#### DOCUMENT SEGMENT

Re: r3237 - in /branches/multi_processor: multi/mpi4py_processor.py relax -- March 20, 2007

Edward d'Auvergne wrote:

On 3/20/07, Gary S. Thompson <garyt@xxxxxxxxxxxxxxx> wrote:

Edward d'Auvergne wrote:

> Hi,
>
> Just a quick point, it would be good to either start a new thread for
> these types of questions or changing the subject field (unless you use
> the Gmail web interface like I am at the moment).  People may miss
> important discussions with such scary subject lines!
>
>
> On 3/20/07, Gary S. Thompson <garyt@xxxxxxxxxxxxxxx> wrote:
>
>> garyt@xxxxxxxxxxxxxxx wrote:

[snip]

>> Now a question what is the best way to get an etrenally running relax
>> interpreter I can just fire commands at (for the slaves)?
>
>
> The prompt based interface (as well as the script interface) is only
> one way of invoking relax.  An important question is how should we
> present relax to the user when using MPI.  Should the parent process
> present a functional interpreter or should operation be solely
> dictated by a script?


I already have a prompt running on the master, my idea is that the relax
use should see no difference (apart from perfomance) when using he
parallel version

I've just played around with that and it does look like the best
option for user flexibility.

> Or should a completely different mechanism of
> operation be devised for the interface of the parent.  For the grid
> computing code the parent UI is either the prompt or the script while
> the slaves use the interface started by 'relax --thread'.  The slave
> use none of the user functions and only really invoke the number
> crunching code.

now this is what I couldn't follow. How much of the relax environment is
essential for a slave/thread and if we don't want to do it all by
compete pickles of relax data structures (how big is a complete relax
data structure for a typical set of runs?) where shoudl i start

My post at https://mail.gna.org/public/relax-devel/2007-03/msg00097.html (Message-id: <1174384147.29205.20.camel@xxxxxxxxxxxxxxxxxxxxxxxxxxxxxxxxxxxx>) hopefully answers these questions.

> For the MPI slaves (I'm assuming these are separate processes with
> different PIDs running on different nodes) we should avoid the
> standard UI interfaces as these are superfluous.  In this case a
> simple MPI interface should probably be devised - it accepts the MPI
> commands and returns data back to the parent.  Is this though stdin,
> stdout, and stderr in MPI?  My knowledge of MPI is very limited.
>


1. via picked objects  which will integrate the results back into the
master copy or

If implemented at the 'minimise_mpi()' model-free method, then this
would probably be the best option.

########

● **REQUIRED TASK 1**
Name every standard stream mentioned in the thread about running relax under MPI.
The thread and the records that follow it come from unrelated sources.

#### STORED ROWS

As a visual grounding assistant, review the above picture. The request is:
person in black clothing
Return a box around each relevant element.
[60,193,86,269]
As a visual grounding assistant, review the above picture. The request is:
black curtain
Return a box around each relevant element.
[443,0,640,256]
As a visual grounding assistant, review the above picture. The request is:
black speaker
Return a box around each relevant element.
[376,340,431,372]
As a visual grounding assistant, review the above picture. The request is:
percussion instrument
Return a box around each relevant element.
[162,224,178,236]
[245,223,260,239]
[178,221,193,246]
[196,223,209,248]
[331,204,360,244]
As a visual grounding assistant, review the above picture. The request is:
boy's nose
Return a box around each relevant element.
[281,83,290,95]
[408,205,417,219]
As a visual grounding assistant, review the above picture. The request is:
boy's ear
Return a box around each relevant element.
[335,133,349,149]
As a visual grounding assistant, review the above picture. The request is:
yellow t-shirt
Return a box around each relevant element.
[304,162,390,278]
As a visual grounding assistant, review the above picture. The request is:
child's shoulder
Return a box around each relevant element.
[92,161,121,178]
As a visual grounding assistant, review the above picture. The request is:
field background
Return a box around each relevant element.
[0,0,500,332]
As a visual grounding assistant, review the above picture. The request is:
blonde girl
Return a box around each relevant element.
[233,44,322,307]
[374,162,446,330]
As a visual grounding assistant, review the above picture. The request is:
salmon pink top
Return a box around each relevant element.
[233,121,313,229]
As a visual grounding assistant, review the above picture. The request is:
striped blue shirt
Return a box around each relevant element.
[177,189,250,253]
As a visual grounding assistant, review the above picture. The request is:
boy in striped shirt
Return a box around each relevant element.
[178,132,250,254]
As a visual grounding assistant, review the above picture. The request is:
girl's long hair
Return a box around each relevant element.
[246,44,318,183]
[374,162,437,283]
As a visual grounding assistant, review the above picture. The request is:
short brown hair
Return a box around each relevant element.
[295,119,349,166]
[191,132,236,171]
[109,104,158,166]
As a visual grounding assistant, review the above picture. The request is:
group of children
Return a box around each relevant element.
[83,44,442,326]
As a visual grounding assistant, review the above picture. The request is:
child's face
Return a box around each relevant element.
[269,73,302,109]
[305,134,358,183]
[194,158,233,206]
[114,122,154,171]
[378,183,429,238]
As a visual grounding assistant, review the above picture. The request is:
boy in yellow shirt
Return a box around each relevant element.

########

● **REQUIRED TASK 2**
Lay out the records as a numbered list, starting at their first line and ending at the line that contains "[335,133,349,149]". Leave out blank lines.

● **COMPLETE OUTPUT 1**
stdin, stdout, stderr

● **COMPLETE OUTPUT 2**
1. As a visual grounding assistant, review the above picture. The request is:
2. person in black clothing
3. Return a box around each relevant element.
4. [60,193,86,269]
5. As a visual grounding assistant, review the above picture. The request is:
6. black curtain
7. Return a box around each relevant element.
8. [443,0,640,256]
9. As a visual grounding assistant, review the above picture. The request is:
10. black speaker
11. Return a box around each relevant element.
12. [376,340,431,372]
13. As a visual grounding assistant, review the above picture. The request is:
14. percussion instrument
15. Return a box around each relevant element.
16. [162,224,178,236]
17. [245,223,260,239]
18. [178,221,193,246]
19. [196,223,209,248]
20. [331,204,360,244]
21. As a visual grounding assistant, review the above picture. The request is:
22. boy's nose
23. Return a box around each relevant element.
24. [281,83,290,95]
25. [408,205,417,219]
26. As a visual grounding assistant, review the above picture. The request is:
27. boy's ear
28. Return a box around each relevant element.
29. [335,133,349,149]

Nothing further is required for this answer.